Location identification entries
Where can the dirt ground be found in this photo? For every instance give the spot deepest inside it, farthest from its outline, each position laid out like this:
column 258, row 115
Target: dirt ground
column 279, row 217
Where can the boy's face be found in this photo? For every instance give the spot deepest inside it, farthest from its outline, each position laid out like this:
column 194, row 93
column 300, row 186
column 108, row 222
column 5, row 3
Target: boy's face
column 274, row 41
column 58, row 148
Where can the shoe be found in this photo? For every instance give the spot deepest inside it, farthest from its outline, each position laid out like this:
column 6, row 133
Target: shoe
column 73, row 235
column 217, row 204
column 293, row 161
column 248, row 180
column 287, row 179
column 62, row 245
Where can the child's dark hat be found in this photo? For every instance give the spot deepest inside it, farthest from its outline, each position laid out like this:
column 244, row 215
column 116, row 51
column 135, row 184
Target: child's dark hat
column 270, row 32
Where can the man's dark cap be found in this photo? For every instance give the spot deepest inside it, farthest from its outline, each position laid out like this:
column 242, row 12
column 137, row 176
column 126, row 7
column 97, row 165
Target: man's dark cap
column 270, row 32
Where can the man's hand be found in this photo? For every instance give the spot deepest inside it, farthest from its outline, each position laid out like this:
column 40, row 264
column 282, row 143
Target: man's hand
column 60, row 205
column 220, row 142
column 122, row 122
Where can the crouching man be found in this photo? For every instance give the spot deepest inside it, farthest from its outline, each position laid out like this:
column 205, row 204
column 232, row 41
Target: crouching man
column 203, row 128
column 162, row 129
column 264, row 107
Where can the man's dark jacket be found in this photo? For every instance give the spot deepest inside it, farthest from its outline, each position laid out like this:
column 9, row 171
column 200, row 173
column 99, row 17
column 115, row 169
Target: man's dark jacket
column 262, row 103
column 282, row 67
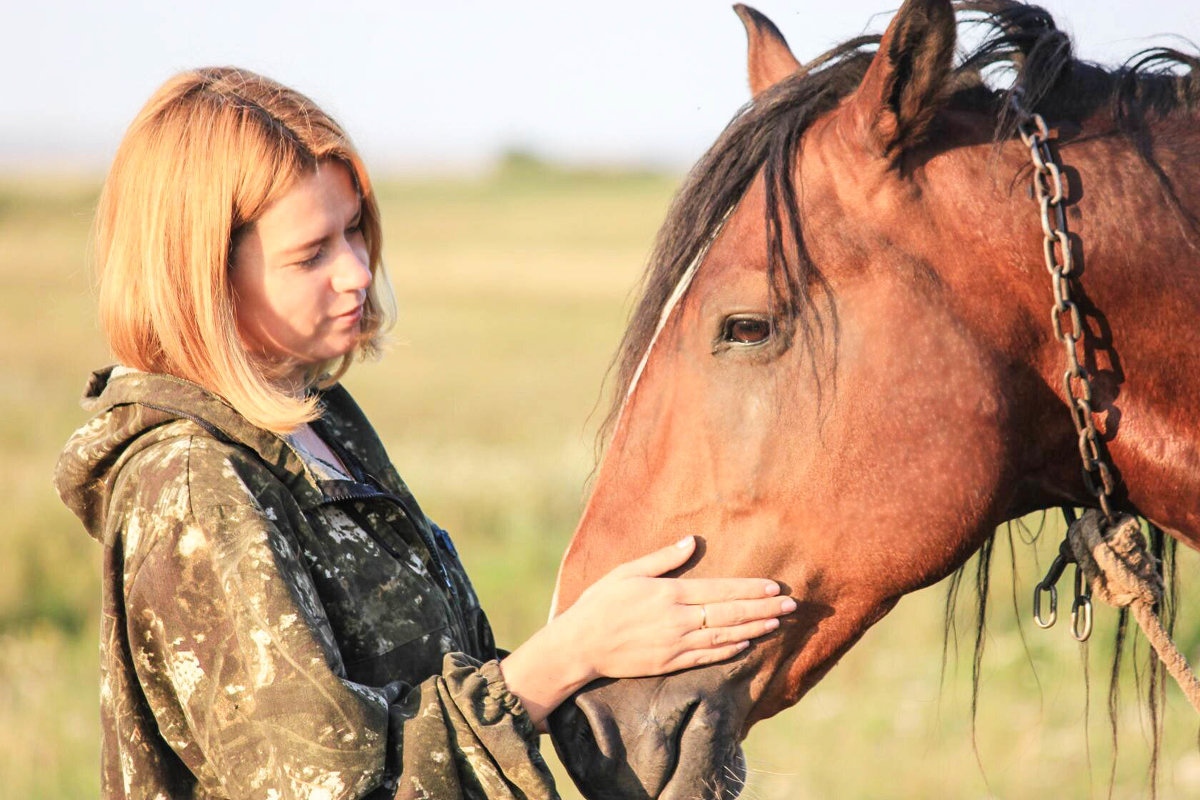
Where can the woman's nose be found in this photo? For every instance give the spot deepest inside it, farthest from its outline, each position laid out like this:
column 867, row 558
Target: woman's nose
column 352, row 271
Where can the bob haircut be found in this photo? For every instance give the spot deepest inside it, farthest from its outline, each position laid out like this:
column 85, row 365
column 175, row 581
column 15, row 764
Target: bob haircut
column 202, row 161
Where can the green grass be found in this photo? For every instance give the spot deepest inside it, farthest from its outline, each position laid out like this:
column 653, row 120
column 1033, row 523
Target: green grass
column 513, row 293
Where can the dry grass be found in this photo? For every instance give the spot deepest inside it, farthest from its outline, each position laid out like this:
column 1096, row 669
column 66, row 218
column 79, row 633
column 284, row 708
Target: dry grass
column 513, row 294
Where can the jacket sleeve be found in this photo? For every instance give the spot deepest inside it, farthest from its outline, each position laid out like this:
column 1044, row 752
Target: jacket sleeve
column 241, row 672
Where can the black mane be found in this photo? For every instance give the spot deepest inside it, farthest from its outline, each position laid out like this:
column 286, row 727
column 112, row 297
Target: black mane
column 1019, row 42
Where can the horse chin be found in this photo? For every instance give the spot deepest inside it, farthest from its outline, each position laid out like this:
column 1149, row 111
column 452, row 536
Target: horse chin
column 682, row 743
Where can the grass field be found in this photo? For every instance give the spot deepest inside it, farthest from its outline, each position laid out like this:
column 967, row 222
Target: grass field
column 513, row 292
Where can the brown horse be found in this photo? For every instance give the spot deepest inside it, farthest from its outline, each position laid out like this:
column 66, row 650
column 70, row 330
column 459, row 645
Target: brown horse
column 843, row 373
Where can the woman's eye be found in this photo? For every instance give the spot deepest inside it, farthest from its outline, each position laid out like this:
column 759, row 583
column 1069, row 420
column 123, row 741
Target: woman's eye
column 747, row 330
column 312, row 259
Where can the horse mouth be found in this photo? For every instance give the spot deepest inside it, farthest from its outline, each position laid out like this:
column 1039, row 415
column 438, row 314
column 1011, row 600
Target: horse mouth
column 670, row 751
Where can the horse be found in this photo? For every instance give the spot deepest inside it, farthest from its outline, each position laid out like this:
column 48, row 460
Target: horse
column 843, row 371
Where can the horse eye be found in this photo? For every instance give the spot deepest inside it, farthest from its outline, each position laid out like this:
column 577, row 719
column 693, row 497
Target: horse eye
column 747, row 330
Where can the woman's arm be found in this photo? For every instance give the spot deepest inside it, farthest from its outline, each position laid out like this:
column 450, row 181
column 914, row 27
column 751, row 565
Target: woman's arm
column 633, row 623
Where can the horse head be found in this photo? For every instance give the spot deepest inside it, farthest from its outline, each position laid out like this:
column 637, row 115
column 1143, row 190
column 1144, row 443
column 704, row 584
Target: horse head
column 841, row 373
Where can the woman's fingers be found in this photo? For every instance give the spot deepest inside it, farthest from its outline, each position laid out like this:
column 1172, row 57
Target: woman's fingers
column 659, row 561
column 735, row 612
column 715, row 637
column 711, row 590
column 689, row 659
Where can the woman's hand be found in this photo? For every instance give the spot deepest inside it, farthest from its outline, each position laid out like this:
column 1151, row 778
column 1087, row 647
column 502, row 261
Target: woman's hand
column 633, row 623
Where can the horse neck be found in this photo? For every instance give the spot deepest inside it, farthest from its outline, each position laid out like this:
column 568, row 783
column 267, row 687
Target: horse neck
column 1132, row 216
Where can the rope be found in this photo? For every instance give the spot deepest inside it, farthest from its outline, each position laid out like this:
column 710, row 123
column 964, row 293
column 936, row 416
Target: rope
column 1122, row 573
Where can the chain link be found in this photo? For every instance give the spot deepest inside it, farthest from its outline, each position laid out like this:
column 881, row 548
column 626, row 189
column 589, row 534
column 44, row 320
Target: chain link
column 1066, row 320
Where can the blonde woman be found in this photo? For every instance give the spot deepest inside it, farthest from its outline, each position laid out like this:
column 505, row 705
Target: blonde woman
column 281, row 619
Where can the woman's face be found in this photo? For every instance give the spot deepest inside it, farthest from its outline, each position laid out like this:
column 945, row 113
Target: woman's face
column 300, row 274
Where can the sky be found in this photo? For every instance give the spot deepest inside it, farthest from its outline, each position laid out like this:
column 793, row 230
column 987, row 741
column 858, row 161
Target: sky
column 447, row 85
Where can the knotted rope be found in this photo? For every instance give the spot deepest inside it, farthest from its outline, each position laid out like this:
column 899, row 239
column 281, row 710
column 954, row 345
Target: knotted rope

**YOUR GOAL:**
Copy out, unchanged, the portion of the data above that begins with the line containing "Where can the green" and ends with the line containing "column 513, row 293", including both of those lines.

**WRITTEN SOLUTION:**
Where can the green grass be found in this photo? For every instance give the spot deepest inside it, farthest from its outline, each position laid out like this:
column 653, row 120
column 1033, row 523
Target: green grass
column 513, row 293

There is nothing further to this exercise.